Results of Operations for the Three Months ended October 31, 2024 and 2023

 

Our net loss for the three-month period ended October 31, 2024 and 2023 was $2,955 and $2,780, respectively, which consisted entirely of general and administrative fees. We did not generate any revenue to date.

 

LIQUIDITY AND CAPITAL RESOURCES

 

As at October 31, 2024, our current assets were $15,483 compared to $15,638 as of July 31, 2024. The slight decrease in current assets in the current fiscal year is due to use of cash to pay ordinary business expenses.

 

As at October 31, 2024, our liabilities were $41,952 compared to $39,152 at July 31, 2024, which comprised entirely of accounts payable and accrued liabilities. The increase in liabilities in the current fiscal year is due to accruing for accounting and professional fees.

 

We expect we will require additional capital to meet our long-term operating requirements. We expect to raise additional capital through, among other methods, the sale of equity or debt securities.

 

Cash Flows from Operating Activities

 

For the three-month period ended October 31, 2024, net cash flows generated from operating activities were $(155) consisting of a net loss of $2,955, which was offset by non-cash components of accounts payable and accrued liabilities of $2,800 from the accrual of the accounting and professional fees.


4


 

Cash Flows from Investing Activities

 

For the period ended October 31, 2024, we did not generate or use cash flows in relation to investing activities.

 

Cash Flows from Financing Activities

 

For the period ended October 31, 2024, we did not generate or use cash flows in relation to financing activities.

 

OFF-BALANCE SHEET ARRANGEMENTS

 

As of the date of this report, we do not have any off-balance sheet arrangements that have or are reasonably likely to have a current or future effect on our financial condition, changes in financial condition, revenues or expenses, results of operations, liquidity, capital expenditures or capital resources that are material to investors.

 

GOING CONCERN

 

The independent auditors’ report accompanying our July 31, 2024 financial statements contained an explanatory paragraph expressing substantial doubt about our ability to continue as a going concern. The financial statements have been prepared “assuming that we will continue as a going concern,” which contemplates that we will realize our assets and satisfy our liabilities and commitments in the ordinary course of business.

 

Item 3. Quantitative and Qualitative Disclosures about Market Risk

 

During the three months ended October 31, 2024, there were no material changes in the market risks described in the “Quantitative and Qualitative Disclosures About Market Risk” section of our Annual Report on Form 10-K.

 

Item 4. Controls and Procedures.

 

As supervised by our board of directors and our principal executive and principal financial officer, management has established a system of disclosure, controls and procedures and has evaluated the effectiveness of that system. The system and its evaluation are reported on in the below Management’s Annual Report on Internal Control over Financial Reporting. Our principal executive and financial officer has concluded that our disclosure, controls and procedures (as defined in Securities Exchange Act of 1934 (“Exchange Act”) Rule 13a-15(e)) as of April 30, 2021, were not effective, based on the evaluation of these controls and procedures required by paragraph (b) of Rule 13a-15.

**STATED EXERCISE 1:** Extract, without changes, the portion of the quarterly financial report that begins at the words "As supervised by" and ends after "of Rule 13a-15.".
**STATED EXERCISE 2:** Extend the quarterly financial report past its final sentence, keeping the same formal tone.

**GIVEN INFORMATION:**
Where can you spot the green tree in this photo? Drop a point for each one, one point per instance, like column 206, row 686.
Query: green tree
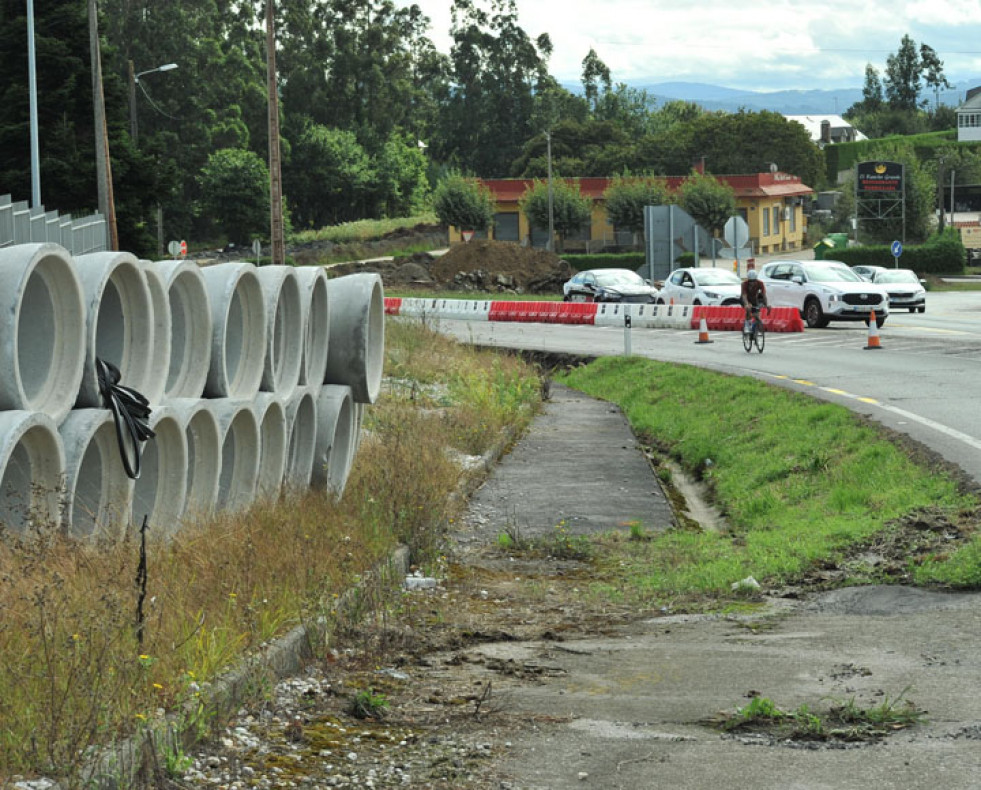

**RIGHT ANSWER 1:**
As supervised by our board of directors and our principal executive and principal financial officer, management has established a system of disclosure, controls and procedures and has evaluated the effectiveness of that system. The system and its evaluation are reported on in the below Management’s Annual Report on Internal Control over Financial Reporting. Our principal executive and financial officer has concluded that our disclosure, controls and procedures (as defined in Securities Exchange Act of 1934 (“Exchange Act”) Rule 13a-15(e)) as of April 30, 2021, were not effective, based on the evaluation of these controls and procedures required by paragraph (b) of Rule 13a-15.

**RIGHT ANSWER 2:**
 

Management’s Annual Report on Internal Control over Financial Reporting

 

Management is responsible for establishing and maintaining adequate internal control over financial reporting, as such term is defined in Rule 13a-15(f) of the Exchange Act. Internal control over financial reporting is a process designed to provide reasonable assurance regarding the reliability of financial reporting and the preparation of financial statements for external purposes in accordance with U.S. generally accepted accounting principles.

 

Management assessed the effectiveness of internal control over financial reporting as of October 31, 2024. We carried out this assessment using the criteria of the Committee of Sponsoring Organizations of the Treadway Commission (COSO) in Internal Control-Integrated Framework.

 

This annual report does not include an attestation report of our registered public accounting firm regarding internal control over financial reporting. Management’s report was not subject to attestation by our registered public accounting firm, pursuant to rules of the Securities and Exchange Commission that permit us to provide only management’s report in this annual report. Management concluded in this assessment that as of October 31, 2024, our internal control over financial reporting is not effective.

 

There have been no significant changes in our internal control over financial reporting (as defined in Rules 13a-15(f) and 15d-15(f) under the Exchange Act) during the first quarter of our 2024 fiscal year that have materially affected, or are reasonably likely to materially affect, our internal control over financial reporting.

 


5


 

PART II - OTHER INFORMATION

 

Item 1. Legal Proceedings.

 

None

 

Item 2. Unregistered Sales of Equity Securities and Use of Proceeds.

 

None

 

Item 3. Defaults Upon Senior Securities.

 

None.

 

Item 4. Mine Safety

 

Not Applicable.

 

Item 5. Other Information

 

None.

 

Item 6. Exhibits.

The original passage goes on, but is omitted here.